--- Start of Page text ---

Nexus Dashboard Fabric Controller - What features help me manage a data centre fabric?¶
Estimated time to read: 30 minutes
- Originally Written: July, 2024
Info
This post uses the VXLAN as Code project which makes it very easy to configure NDFC fabrics through a YAML file . More details and examples can be found at https://github.com/netascode/ansible-dc-vxlan-example
Want more details?
My colleague Yves has been blogging on DC fabrics and Data Centre Interconnects for many years. He has also put together some great NDFC content on his site and some videos on Youtube.
If you looked at the Cisco portfolio you may see a few options for configuring data centre switches and fabrics.
- Standalone with NX-OS:
- For those customer who just need a couple of switches or would prefer to manage the devics with their own processes e.g. through CLI or through Ansible scripts they've built
- NDFC:
- For customers who want a UI to manage the switches but also want an easy way to configure VXLAN and other network fabric types. NDFC also provides best practice configurations, validated templates, and automation capabilities. For example as part of the AI/ML Network Blueprint
- ACI:
- For customers who want a plug and play VXLAN fabric and all its benefits without having to ever think about how to configure the underlay. See this link for more details
This post gives an overview of some of the NDFC features which help simplify data centre network configurations and management.
The features¶
- Templates
- VXLAN as Code
- vPC configuration
- Syncing configurations
- Git integration
- Inventory and monitoring
- VM visibility
- Software management
- Fabric and device backup and restore
- Easy RMA
Templates¶
Templates for fabrics¶
Although you can configure individual "standalone" devices, NDFC provides many built-in templates which help you to easily deploy network configuration across multiple switches and sites. This includes traditional 3-tier architectures as well as VXLAN EVPN fabrics and VXLAN Multi-site deployments.
Fabric Type | Description |
---|---|
Data Center VXLAN EVPN | Fabric for a VXLAN EVPN deployment with Nexus 9000 and 3000 switches. |
Enhanced Classic LAN | Fabric for a fully automated 3-tier Classic LAN deployment with Nexus 9000 and 7000 switches. |
Campus VXLAN EVPN | Fabric for a VXLAN EVPN Campus deployment with Catalyst 9000 and Nexus 9000 as border gateways switches. |
BGP Fabric | Fabric for an eBGP based deployment with Nexus 9000 and 3000 switches. Optionally VXLAN EVPN can be enabled on top of the eBGP underlay. |
Custom Network | Fabric for flexible deployments with a mix of Nexus and Non-Nexus devices. |
Fabric Group | Domain that can contain Enhanced Classic LAN, Classic LAN, and External Connectivity Network fabrics. |
Classic LAN | Fabric to manage a legacy Classic LAN deployment with Nexus switches. |
LAN Monitor | Fabric for monitoring Nexus switches for basic discovery and inventory management. |
VXLAN EVPN Multi-Site | Domain that can contain multiple VXLAN EVPN Fabrics (with Layer-2/Layer-3 Overlay Extensions) and other Fabric Types. |
Classic IPFM | Fabric to manage or monitor existing Nexus 9000 switches in an IP Fabric for Media Deployment. |
IPFM | Fabric for a fully automated deployment of IP Fabric for Media Network with Nexus 9000 switches. |
Multi-Site External Network | Fabric to interconnect VXLAN EVPN for Multi-Site deployments with a mix of Nexus and Non-Nexus devices |
External Connectivity Network | Fabric for core and edge router deployments with a mix of Nexus and Non-Nexus devices. |
- You can create one or more fabrics by selecting the
Actions
button on theManage
->Fabrics
page.

--- End of Page text ---

What the exercise asks
In the NDFC overview, which fabric type monitors Nexus switches for basic discovery and inventory management?

--- Start of Listed records ---

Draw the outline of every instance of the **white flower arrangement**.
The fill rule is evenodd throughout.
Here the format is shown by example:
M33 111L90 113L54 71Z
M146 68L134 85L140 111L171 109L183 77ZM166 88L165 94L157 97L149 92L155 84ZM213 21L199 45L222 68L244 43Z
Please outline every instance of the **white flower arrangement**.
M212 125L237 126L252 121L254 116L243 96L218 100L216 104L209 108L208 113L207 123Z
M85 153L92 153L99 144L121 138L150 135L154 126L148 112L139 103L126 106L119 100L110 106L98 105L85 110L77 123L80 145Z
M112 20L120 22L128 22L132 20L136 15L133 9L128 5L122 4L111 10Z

--- End of Listed records ---

The response
LAN Monitor